▸ PROVIDED TEXT
Compiling the Linux Kernel
Compiling the Linux kernel is actually fairly simple. Download the source code from https://kernel.org. Read the manual. Follow directions. …
Architecture
A kernel is simply a resource manager. The resources being managed may be processes, memory or hardware devices. It manages and arbitrates access to resources between multiple competing users.
A GNU C Library provides a forum for the system call interface to connect to kernel space, allowing communication back and forth between the kernel and user space. It’s a library of prerecorded sentences and paragraphs of code that the kernel, hardware and applications can use to communicate with each other.
The kernel is organized into three primary levels. The system call interface is the topmost level and executes basic actions like read and write. The kernel code is located inside the system call interface. It is common to all processor architectures supported by Linux and is sometimes defined as architecture-independent kernel code.
Architecture-dependent code is inside, or below, the architecture-independent code. It forms a Board Support Package (BSP). This includes UEFI/GRUB, which places the Operating System and device drivers into memory and starts them.
The architectural perspective of the Linux kernel consists of:
- The system call interface is a thin layer used to connect function calls from user space into the kernel. The system call interface may be architecture dependent
- Process management executes the processes. These are referred to as the thread in a kernel and represent an individual virtualization of a particular processor
- Linux includes methods for managing the available memory, as well as for interfacing with the hardware mechanisms for physical and virtual mappings. For efficiency, memory is managed as pages. Swap space is also provided.
- The virtual file system provides a standard interface for the file system. It provides a switching layer between the system call interface and the file systems supported by the kernel.

▸ DATASET ENTRIES

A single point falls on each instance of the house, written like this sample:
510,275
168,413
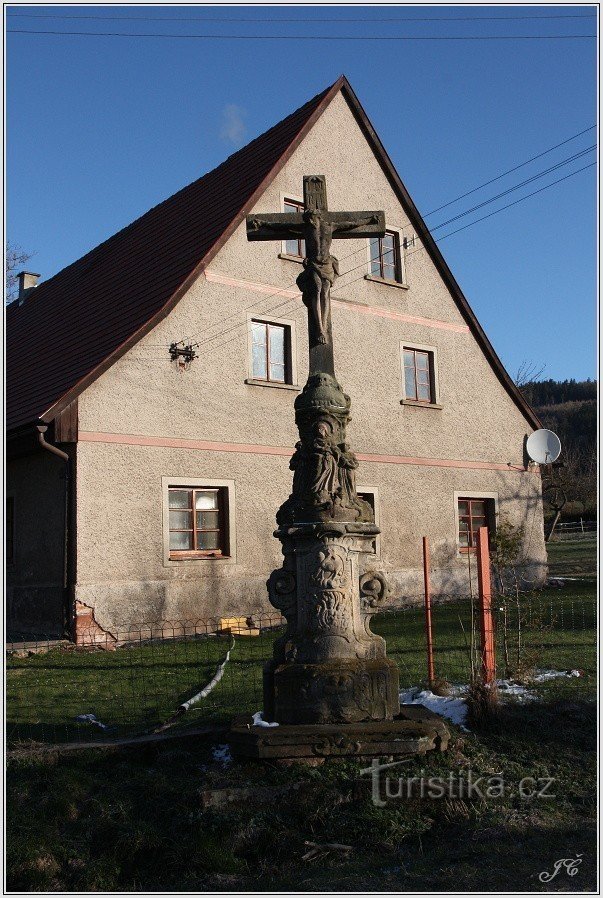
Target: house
164,365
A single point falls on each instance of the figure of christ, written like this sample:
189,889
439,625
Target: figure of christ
320,268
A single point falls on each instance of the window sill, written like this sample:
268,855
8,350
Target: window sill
416,404
199,556
372,277
270,383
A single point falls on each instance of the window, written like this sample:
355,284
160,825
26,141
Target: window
473,514
371,495
418,375
270,352
385,258
10,530
297,246
198,525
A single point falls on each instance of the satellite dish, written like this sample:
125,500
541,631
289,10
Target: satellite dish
543,447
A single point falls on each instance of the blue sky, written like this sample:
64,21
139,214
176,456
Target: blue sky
99,129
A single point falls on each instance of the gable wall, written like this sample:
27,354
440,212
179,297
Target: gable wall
143,394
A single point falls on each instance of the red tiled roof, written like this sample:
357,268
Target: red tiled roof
75,321
80,321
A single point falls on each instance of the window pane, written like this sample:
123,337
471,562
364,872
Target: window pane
206,499
181,541
181,520
277,373
207,520
259,361
180,499
410,386
258,332
208,539
277,344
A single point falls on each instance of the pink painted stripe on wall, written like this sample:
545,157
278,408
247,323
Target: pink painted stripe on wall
269,290
130,439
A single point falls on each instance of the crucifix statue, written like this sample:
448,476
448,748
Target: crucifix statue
318,227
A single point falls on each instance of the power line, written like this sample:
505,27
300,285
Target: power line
517,186
339,21
509,171
310,37
444,237
520,200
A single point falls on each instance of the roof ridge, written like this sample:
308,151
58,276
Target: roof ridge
229,160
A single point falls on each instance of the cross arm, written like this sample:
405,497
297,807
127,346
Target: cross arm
275,226
357,224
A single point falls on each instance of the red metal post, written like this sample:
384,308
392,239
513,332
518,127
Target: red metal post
428,633
485,606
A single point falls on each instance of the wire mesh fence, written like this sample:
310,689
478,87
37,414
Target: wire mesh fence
160,678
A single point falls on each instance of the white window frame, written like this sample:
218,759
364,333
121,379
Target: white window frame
292,349
11,565
369,276
294,198
470,494
199,483
421,347
374,492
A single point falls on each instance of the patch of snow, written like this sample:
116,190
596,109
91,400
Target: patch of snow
91,718
258,720
454,708
542,675
221,753
520,692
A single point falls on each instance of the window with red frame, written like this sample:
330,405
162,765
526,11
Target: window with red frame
418,375
198,522
473,514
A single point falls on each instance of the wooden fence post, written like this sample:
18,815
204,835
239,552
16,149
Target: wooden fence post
428,633
485,606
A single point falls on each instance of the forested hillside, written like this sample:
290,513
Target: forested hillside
569,408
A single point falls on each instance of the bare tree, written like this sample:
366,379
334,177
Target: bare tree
15,258
528,372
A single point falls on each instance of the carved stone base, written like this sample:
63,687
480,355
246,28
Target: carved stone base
337,691
415,730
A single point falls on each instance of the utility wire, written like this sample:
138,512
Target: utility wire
509,171
517,186
444,237
339,21
310,37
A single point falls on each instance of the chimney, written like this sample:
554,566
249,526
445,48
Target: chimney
27,282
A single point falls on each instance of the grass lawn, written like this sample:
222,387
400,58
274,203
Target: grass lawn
575,557
133,821
140,686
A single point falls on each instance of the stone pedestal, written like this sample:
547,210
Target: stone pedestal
415,730
328,667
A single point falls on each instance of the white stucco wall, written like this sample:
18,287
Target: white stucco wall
121,569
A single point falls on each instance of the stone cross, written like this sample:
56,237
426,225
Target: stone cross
318,227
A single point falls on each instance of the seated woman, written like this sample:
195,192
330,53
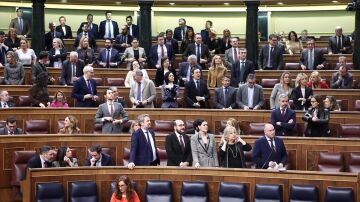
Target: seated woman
331,104
70,126
232,149
317,118
59,100
85,52
165,67
169,92
315,81
58,54
38,92
216,72
14,73
130,75
124,191
64,158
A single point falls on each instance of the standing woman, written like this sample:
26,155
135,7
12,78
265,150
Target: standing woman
203,146
160,72
57,55
232,149
169,92
284,87
317,118
25,54
124,191
14,71
216,72
301,94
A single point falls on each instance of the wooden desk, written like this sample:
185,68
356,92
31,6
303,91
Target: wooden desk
104,176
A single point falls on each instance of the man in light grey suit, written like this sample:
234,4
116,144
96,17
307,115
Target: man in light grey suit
250,95
142,91
225,96
111,114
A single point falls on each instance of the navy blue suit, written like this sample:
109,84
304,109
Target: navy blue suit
80,89
285,128
140,153
262,152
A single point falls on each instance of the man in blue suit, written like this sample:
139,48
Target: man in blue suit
283,118
84,90
143,145
269,151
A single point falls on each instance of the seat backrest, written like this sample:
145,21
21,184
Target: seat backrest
299,193
331,162
159,191
37,127
268,192
50,192
194,192
336,194
350,130
229,191
83,191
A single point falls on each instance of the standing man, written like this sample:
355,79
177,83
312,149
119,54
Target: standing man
111,114
270,57
143,145
177,145
84,90
108,29
250,96
64,29
283,118
269,151
225,96
339,44
241,69
21,25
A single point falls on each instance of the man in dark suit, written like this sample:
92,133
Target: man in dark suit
93,28
108,29
11,128
269,151
44,159
179,32
241,69
200,50
312,58
177,145
64,29
108,57
84,90
133,30
169,40
225,96
339,44
196,92
51,35
185,68
283,118
97,158
270,57
159,51
72,69
143,145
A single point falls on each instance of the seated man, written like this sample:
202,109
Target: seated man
97,158
225,96
10,128
44,159
283,118
250,95
269,151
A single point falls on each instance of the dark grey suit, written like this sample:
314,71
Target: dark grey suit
108,126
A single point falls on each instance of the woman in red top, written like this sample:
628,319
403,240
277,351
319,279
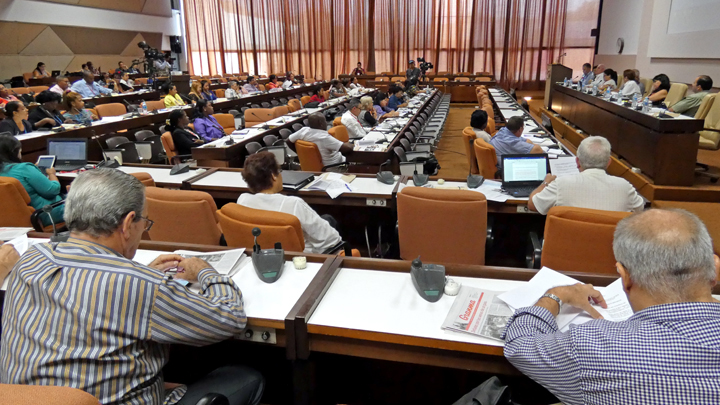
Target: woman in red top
317,96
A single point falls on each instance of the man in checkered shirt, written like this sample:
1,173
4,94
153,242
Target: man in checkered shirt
668,352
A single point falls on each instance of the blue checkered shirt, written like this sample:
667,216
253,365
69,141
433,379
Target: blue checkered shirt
665,354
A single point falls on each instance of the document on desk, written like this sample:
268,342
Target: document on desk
563,166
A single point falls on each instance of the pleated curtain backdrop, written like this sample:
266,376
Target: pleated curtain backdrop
513,39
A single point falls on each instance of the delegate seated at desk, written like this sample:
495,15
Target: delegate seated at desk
113,341
262,175
88,88
666,353
690,104
508,140
332,150
591,188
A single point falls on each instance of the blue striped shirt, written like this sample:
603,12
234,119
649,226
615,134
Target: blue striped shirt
79,314
664,354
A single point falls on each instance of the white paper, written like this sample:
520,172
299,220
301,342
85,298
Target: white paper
564,166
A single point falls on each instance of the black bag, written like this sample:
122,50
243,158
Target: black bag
490,392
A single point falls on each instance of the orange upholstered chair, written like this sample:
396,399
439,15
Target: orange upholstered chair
227,121
442,226
110,110
182,216
237,223
580,239
340,133
145,178
17,394
486,158
469,137
309,156
254,116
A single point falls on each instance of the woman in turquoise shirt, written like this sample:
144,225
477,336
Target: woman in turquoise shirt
42,190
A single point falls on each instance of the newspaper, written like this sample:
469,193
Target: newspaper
478,312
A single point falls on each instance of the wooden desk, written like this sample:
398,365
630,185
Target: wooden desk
664,149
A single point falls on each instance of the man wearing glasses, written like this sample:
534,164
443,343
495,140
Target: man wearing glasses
82,314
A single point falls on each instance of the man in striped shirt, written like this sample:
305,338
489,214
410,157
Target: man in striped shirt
668,352
82,314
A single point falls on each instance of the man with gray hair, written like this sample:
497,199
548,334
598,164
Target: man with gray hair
83,314
668,352
591,188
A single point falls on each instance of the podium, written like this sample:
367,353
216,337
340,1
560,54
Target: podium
556,73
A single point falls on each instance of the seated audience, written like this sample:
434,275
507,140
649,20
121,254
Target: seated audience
478,122
126,314
62,85
264,178
331,149
172,99
351,121
205,124
88,88
610,80
251,86
397,99
630,84
46,115
183,137
207,94
75,110
666,352
40,71
358,70
508,140
661,85
689,105
591,188
273,83
41,189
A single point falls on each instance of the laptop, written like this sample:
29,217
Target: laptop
70,153
521,174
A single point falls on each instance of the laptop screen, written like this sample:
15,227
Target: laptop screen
68,150
524,168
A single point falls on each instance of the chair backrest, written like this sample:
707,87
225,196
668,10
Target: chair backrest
110,109
486,158
20,394
145,178
705,106
254,116
182,216
309,156
580,239
227,121
14,203
442,226
469,137
237,223
676,93
340,133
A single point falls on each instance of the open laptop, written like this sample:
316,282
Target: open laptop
70,153
521,174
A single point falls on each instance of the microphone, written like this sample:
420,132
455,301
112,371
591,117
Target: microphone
385,177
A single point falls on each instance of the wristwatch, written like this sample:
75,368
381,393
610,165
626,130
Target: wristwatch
554,297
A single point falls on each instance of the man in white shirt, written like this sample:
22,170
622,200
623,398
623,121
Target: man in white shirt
591,188
331,149
262,175
351,121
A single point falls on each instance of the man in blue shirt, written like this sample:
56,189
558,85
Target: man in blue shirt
509,141
88,88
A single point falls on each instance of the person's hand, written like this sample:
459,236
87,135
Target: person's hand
581,296
188,269
166,262
8,257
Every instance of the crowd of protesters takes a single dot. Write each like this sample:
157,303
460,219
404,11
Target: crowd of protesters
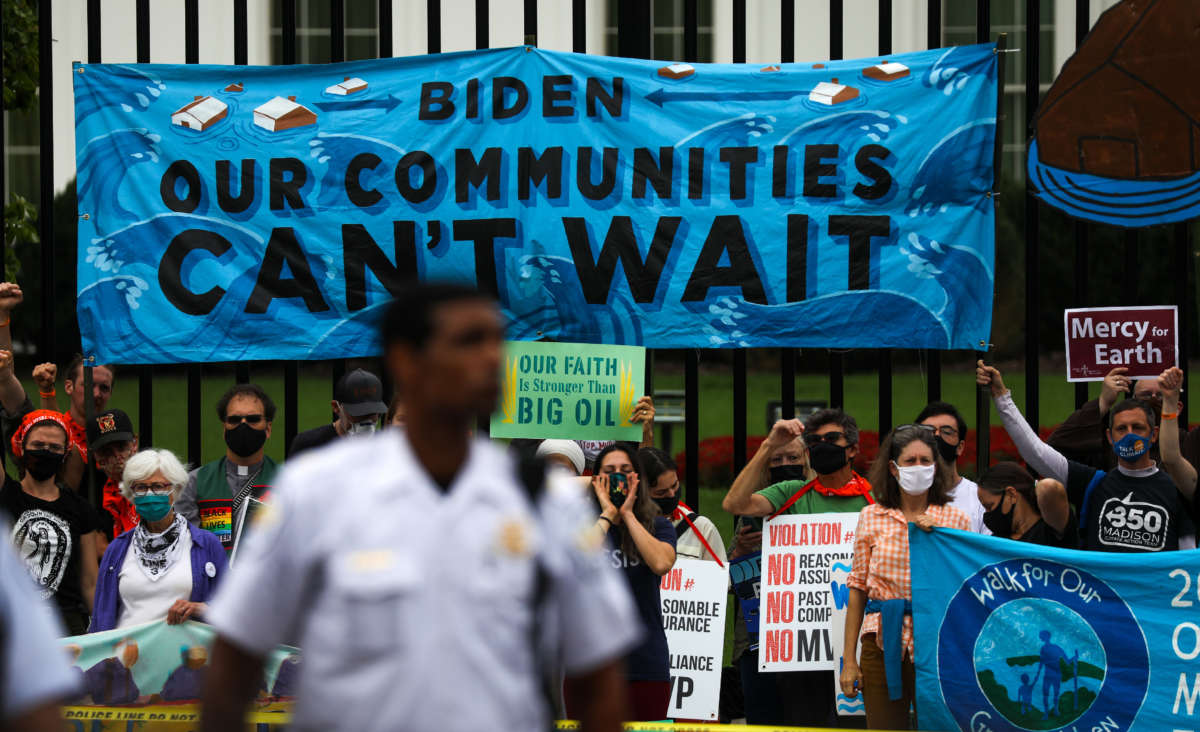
155,544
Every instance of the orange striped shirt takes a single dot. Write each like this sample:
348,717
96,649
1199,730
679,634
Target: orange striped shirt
881,565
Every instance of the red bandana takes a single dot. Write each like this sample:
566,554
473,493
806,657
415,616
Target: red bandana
35,418
125,516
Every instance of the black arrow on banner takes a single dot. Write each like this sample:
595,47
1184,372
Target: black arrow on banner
663,96
387,103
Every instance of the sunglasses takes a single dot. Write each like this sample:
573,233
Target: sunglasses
233,420
811,438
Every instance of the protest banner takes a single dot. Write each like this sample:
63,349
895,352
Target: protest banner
796,615
148,672
1144,340
237,213
570,391
839,575
1017,636
693,595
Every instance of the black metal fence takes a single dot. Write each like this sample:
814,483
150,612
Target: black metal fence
634,36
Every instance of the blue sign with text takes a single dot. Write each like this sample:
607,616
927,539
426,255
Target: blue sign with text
1015,636
232,213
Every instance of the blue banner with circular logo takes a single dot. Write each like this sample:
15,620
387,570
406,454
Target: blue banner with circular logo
1013,636
238,213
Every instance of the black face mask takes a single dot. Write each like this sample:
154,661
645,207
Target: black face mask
245,441
669,504
781,473
949,453
42,465
999,522
827,457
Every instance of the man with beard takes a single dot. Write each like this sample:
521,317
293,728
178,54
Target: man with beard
215,491
1083,436
951,431
54,529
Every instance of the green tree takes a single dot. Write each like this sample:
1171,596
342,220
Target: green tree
19,53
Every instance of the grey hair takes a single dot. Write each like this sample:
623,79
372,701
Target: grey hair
148,462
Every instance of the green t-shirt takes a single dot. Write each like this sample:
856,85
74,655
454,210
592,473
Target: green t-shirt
813,502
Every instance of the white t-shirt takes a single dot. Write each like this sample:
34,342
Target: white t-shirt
966,499
413,604
34,666
144,601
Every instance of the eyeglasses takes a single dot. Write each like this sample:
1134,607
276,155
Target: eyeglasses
48,447
811,438
151,489
945,431
233,420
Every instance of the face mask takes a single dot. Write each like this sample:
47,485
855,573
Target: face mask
667,504
42,465
827,457
1000,522
949,453
245,441
915,480
151,508
781,473
1131,447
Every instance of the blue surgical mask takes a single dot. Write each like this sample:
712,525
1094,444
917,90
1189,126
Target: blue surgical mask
1131,447
151,508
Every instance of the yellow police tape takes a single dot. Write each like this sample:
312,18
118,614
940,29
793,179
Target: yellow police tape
102,719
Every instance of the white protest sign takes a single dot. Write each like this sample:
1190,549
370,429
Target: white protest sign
693,597
797,600
838,576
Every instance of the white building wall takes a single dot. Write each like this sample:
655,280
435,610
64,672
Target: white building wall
118,25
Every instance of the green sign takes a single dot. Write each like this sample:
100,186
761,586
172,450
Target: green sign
570,390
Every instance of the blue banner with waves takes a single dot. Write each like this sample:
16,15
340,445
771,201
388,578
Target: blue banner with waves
232,213
1013,636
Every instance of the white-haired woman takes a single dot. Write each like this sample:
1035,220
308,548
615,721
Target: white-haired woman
163,568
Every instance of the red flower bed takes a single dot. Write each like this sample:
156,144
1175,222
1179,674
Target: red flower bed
717,454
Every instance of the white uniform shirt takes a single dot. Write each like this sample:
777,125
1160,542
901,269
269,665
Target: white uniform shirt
966,499
144,601
414,606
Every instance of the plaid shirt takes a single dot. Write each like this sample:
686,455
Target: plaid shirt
881,558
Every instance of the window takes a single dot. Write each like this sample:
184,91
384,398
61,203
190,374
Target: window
22,161
666,30
313,23
1007,17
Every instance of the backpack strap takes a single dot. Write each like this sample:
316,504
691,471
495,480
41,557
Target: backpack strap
1083,507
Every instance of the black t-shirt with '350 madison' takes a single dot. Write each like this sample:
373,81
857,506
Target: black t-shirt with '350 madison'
1128,513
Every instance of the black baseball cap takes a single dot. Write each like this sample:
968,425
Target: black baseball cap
360,393
112,426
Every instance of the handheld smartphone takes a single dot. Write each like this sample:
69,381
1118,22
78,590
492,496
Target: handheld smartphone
618,489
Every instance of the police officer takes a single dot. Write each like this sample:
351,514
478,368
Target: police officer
427,582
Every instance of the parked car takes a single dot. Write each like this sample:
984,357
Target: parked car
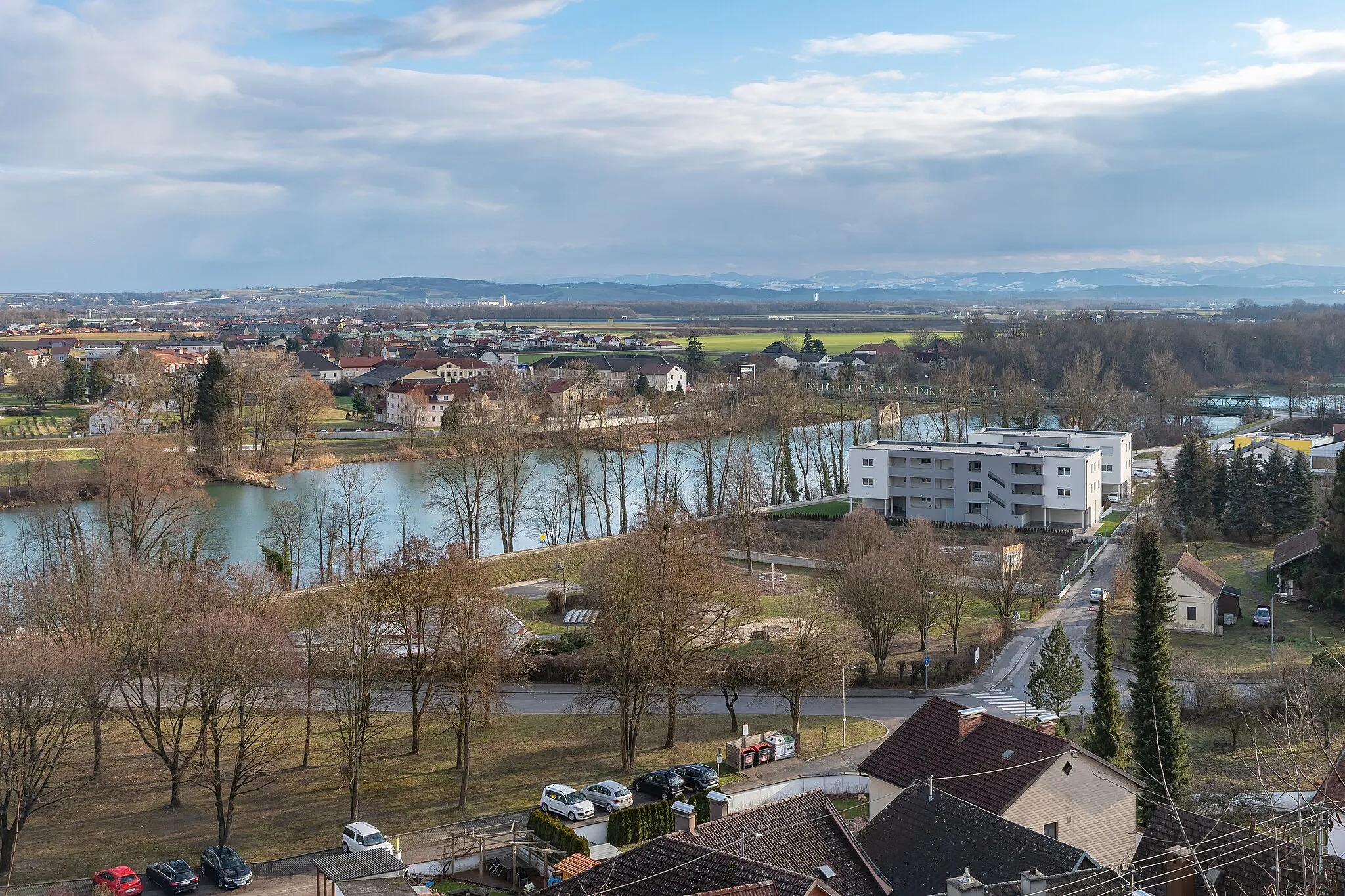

▸ WORK INSTRUCTION 1
In the Linux kernel text, how is memory managed for efficiency?
▸ WORK INSTRUCTION 2
Reproduce the part of the Linux kernel text that opens with the words containing "A GNU C Library" and closes with "with each other.".

▸ WRITTEN RESPONSE 1
Memory is managed as pages.

▸ WRITTEN RESPONSE 2
A GNU C Library provides a forum for the system call interface to connect to kernel space, allowing communication back and forth between the kernel and user space. It’s a library of prerecorded sentences and paragraphs of code that the kernel, hardware and applications can use to communicate with each other.